WHAT IS ASKED
Reproduce the records below, substituting "search phrase" for "query phrase" and leaving everything else unchanged.

Items from a dataset
——————————

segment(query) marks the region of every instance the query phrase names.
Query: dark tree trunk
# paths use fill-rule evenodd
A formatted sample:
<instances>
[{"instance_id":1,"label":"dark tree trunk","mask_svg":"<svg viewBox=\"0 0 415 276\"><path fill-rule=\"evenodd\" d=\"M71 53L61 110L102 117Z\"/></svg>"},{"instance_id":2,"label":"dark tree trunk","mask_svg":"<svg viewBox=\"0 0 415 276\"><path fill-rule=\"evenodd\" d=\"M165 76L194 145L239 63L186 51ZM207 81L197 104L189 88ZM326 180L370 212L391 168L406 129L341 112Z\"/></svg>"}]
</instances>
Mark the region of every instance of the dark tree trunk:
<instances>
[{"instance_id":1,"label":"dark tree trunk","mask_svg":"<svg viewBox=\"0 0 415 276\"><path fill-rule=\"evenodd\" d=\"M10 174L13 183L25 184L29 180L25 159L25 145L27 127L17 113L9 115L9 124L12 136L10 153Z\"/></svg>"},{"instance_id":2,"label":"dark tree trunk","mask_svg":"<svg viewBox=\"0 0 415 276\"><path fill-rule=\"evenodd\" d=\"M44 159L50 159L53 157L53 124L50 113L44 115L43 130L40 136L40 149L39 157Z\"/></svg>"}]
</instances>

——————————

EXERCISE ANSWER
segment(query) marks the region of every instance the search phrase names.
Query: dark tree trunk
# paths use fill-rule evenodd
A formatted sample:
<instances>
[{"instance_id":1,"label":"dark tree trunk","mask_svg":"<svg viewBox=\"0 0 415 276\"><path fill-rule=\"evenodd\" d=\"M71 53L61 110L102 117Z\"/></svg>"},{"instance_id":2,"label":"dark tree trunk","mask_svg":"<svg viewBox=\"0 0 415 276\"><path fill-rule=\"evenodd\" d=\"M165 76L194 145L239 63L186 51ZM207 81L197 104L189 88ZM326 180L370 212L391 168L406 129L341 112Z\"/></svg>"}]
</instances>
Mark the region of every instance of the dark tree trunk:
<instances>
[{"instance_id":1,"label":"dark tree trunk","mask_svg":"<svg viewBox=\"0 0 415 276\"><path fill-rule=\"evenodd\" d=\"M10 174L13 183L25 184L29 180L25 159L25 145L27 127L17 113L9 115L9 124L12 136L10 153Z\"/></svg>"},{"instance_id":2,"label":"dark tree trunk","mask_svg":"<svg viewBox=\"0 0 415 276\"><path fill-rule=\"evenodd\" d=\"M44 159L50 159L53 157L53 124L50 113L44 115L43 130L40 136L40 149L39 157Z\"/></svg>"}]
</instances>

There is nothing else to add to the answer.